:: Items
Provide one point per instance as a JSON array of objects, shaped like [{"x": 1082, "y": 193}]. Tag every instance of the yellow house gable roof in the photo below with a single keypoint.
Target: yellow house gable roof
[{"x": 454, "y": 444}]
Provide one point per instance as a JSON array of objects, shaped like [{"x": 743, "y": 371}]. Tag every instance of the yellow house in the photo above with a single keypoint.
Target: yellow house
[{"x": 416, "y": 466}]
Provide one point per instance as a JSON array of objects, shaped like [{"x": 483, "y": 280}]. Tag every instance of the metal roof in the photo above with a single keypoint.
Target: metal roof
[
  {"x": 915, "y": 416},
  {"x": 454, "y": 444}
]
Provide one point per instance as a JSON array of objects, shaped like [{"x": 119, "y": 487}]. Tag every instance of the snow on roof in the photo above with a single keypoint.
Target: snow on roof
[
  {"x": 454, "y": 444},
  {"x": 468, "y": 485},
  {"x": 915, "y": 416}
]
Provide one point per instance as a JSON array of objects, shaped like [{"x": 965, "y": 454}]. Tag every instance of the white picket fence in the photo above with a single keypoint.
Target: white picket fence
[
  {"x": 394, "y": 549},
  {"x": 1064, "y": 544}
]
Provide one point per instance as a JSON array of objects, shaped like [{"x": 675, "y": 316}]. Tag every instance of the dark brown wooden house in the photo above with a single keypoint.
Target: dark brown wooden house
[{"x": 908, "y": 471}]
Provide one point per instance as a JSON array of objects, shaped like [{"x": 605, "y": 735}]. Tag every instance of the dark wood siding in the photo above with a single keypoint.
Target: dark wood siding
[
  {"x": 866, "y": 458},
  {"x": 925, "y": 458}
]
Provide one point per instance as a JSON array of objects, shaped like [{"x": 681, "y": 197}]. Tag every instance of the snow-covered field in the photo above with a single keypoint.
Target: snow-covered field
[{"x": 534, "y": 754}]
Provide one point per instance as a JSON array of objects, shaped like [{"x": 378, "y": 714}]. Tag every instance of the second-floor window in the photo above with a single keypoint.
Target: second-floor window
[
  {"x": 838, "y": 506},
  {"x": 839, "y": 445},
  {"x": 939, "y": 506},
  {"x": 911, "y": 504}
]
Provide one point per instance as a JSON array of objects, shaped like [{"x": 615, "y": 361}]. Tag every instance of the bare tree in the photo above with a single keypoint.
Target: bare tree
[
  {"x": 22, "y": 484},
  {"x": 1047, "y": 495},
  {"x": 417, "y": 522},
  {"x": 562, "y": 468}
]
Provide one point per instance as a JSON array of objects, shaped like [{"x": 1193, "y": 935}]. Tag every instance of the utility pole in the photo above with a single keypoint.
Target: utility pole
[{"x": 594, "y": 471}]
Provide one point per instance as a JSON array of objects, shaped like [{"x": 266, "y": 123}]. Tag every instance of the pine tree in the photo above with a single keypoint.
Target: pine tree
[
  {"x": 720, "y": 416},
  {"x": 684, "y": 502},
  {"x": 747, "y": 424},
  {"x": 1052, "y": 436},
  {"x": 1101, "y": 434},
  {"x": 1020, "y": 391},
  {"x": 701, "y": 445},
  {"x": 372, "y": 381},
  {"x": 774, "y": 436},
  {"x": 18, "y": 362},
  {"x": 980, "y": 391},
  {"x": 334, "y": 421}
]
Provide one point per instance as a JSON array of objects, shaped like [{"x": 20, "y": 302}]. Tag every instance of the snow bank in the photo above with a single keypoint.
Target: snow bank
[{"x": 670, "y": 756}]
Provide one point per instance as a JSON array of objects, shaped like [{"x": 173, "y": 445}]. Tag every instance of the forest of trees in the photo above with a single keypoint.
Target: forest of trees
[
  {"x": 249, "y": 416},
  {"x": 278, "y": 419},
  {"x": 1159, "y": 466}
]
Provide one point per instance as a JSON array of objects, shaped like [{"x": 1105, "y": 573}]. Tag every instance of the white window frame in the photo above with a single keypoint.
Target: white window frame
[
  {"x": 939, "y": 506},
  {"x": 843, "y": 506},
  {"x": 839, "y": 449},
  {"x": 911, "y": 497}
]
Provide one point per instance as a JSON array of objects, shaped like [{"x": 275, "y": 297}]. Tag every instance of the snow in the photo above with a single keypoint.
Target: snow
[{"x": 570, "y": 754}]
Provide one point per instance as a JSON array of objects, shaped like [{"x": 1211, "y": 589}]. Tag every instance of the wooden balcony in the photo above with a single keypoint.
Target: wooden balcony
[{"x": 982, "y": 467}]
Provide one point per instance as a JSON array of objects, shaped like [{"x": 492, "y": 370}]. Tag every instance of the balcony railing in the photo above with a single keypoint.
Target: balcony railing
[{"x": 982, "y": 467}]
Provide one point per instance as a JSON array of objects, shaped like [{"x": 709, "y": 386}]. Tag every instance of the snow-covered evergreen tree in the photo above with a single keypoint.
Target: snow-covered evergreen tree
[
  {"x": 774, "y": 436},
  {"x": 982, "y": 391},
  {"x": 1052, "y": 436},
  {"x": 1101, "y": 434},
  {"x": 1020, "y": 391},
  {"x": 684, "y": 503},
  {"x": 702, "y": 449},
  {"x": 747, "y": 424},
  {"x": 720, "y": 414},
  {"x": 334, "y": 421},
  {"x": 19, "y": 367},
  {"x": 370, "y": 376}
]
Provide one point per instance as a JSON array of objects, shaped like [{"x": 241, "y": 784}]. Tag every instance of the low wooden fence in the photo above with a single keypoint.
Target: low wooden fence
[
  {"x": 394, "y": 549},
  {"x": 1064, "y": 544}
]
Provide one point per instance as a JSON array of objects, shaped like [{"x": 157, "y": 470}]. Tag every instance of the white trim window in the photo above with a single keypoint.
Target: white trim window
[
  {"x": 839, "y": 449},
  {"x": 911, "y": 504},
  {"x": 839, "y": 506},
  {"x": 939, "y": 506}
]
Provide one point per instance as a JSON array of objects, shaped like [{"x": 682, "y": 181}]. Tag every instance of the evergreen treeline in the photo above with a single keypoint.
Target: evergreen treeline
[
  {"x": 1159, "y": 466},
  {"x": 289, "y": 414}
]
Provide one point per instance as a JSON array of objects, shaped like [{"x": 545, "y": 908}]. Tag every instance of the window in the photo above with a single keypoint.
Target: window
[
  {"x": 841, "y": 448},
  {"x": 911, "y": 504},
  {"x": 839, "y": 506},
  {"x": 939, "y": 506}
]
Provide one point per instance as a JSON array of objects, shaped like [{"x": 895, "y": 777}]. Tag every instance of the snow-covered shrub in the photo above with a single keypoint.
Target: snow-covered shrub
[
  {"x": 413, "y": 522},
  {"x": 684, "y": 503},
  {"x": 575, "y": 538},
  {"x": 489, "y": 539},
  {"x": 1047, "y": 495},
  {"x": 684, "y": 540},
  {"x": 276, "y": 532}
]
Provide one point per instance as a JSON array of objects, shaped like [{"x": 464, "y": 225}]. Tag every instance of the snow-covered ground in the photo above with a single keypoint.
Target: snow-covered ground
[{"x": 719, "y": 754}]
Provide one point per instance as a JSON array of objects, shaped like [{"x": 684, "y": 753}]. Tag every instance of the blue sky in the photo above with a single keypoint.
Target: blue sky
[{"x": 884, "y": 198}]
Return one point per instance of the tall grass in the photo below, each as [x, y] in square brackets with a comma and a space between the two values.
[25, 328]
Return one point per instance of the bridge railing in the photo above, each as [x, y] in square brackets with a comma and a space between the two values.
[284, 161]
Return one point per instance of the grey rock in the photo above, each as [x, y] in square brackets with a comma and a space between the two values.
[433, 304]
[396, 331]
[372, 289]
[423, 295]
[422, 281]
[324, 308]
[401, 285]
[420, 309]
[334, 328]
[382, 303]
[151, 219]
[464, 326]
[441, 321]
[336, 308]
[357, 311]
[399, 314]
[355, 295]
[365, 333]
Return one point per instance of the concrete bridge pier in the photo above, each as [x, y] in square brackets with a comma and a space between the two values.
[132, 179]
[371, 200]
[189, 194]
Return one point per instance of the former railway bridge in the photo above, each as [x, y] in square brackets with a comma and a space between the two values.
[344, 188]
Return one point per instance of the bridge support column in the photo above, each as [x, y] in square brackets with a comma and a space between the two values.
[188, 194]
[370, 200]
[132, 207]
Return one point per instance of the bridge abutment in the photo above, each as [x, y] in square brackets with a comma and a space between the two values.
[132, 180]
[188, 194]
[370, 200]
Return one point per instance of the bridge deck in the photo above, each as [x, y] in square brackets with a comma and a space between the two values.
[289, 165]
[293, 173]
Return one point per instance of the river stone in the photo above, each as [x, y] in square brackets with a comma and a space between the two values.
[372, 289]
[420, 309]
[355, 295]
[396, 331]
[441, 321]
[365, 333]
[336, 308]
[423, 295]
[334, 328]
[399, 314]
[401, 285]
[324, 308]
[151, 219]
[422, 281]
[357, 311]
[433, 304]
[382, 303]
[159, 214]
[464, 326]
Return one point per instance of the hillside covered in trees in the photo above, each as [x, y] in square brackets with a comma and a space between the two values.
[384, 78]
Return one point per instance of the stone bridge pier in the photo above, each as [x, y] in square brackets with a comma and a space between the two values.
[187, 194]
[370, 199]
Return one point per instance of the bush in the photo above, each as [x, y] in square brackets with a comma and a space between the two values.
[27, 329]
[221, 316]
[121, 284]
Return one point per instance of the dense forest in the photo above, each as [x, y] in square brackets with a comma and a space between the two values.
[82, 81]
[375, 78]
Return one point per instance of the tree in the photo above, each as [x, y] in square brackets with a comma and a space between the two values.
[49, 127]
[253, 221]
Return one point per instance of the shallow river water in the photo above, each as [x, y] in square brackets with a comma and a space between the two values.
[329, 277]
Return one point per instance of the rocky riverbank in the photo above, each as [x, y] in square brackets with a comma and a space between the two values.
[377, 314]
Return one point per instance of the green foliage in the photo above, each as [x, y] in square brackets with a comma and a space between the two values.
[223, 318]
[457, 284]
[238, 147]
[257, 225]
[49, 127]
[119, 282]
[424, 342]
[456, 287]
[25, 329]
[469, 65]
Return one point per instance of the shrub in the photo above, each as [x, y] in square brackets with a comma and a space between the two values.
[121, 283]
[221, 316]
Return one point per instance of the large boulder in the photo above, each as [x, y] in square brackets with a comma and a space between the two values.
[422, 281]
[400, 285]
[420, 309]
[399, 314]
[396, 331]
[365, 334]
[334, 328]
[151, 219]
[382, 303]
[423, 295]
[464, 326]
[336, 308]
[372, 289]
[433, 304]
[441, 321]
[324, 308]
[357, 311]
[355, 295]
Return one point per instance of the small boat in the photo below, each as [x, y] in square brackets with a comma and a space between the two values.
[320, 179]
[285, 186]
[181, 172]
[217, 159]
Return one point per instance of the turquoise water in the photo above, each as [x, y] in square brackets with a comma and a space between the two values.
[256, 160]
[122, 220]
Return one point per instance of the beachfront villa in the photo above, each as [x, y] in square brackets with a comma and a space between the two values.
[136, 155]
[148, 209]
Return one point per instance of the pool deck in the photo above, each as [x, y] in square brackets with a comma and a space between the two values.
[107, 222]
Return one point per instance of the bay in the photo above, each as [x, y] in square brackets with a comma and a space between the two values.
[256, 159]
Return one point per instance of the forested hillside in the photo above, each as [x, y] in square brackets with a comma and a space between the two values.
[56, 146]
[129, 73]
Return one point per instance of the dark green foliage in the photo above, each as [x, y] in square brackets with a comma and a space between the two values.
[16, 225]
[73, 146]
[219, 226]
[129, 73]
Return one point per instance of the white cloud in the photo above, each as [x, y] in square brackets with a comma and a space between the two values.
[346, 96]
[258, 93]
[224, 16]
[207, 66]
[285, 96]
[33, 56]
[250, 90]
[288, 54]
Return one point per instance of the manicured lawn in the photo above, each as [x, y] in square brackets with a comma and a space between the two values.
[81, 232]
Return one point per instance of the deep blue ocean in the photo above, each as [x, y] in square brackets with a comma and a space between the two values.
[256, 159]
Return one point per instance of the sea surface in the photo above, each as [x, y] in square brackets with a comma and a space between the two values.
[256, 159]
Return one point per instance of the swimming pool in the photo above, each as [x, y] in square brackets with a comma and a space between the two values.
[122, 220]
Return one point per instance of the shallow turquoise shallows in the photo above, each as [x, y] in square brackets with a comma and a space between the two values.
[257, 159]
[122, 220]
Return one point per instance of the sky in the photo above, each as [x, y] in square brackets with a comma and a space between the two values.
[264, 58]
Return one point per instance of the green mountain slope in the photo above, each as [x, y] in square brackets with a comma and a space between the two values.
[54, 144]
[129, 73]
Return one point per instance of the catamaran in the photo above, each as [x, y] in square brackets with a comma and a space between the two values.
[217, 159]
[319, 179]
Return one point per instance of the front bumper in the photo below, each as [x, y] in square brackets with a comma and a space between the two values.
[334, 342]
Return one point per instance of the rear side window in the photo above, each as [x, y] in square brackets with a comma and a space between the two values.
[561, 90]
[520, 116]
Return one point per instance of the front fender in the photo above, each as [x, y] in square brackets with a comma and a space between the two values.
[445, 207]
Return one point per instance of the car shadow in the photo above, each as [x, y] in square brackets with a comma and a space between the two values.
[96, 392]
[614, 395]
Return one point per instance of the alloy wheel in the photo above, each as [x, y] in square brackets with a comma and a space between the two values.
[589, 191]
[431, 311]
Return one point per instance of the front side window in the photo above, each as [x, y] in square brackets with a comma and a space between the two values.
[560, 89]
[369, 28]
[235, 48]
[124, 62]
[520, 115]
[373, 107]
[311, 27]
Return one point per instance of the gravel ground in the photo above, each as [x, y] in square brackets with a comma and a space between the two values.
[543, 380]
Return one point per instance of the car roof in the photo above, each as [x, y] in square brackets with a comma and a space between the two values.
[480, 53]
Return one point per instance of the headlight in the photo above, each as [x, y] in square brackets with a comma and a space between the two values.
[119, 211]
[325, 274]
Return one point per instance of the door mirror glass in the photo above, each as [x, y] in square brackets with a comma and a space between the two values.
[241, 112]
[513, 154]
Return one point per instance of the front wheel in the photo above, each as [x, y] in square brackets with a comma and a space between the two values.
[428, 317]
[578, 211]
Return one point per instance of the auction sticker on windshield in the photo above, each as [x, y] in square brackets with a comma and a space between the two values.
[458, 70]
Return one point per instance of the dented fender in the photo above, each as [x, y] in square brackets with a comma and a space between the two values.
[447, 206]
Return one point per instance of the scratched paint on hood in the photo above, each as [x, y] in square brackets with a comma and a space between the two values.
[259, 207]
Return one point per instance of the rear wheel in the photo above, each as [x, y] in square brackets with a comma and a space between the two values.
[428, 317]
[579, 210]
::::
• Work to be completed
Print only the lines from the one with "Return one point per instance of the door" to the end of the records, both included.

• Written reply
Return one point per instance of the door mirror glass in the photo above, each as [x, y] in square brackets with a comma and a space between the two values.
[241, 112]
[513, 154]
Return one point per instance of the front wheel in the photo above, each as [x, y] in square brackets with a comma and a space between the two values.
[428, 317]
[578, 211]
Return one point per instance of the auction sticker on windshield in the photo above, each as [x, y] in square brackets with a comma and a space between the two values.
[458, 70]
Return one point per instance of the dented fender in the photo above, each as [x, y] in square brackets with a comma and a space between the two values.
[447, 206]
Return one point per instance of the scratched paint on hood in the photo above, each as [x, y] in square brackets with a comma and a space between the two values.
[259, 207]
Return one point per instance of the rear wheel in the photo above, each as [x, y] in square brackets with a comma and a space between the two values.
[428, 317]
[579, 210]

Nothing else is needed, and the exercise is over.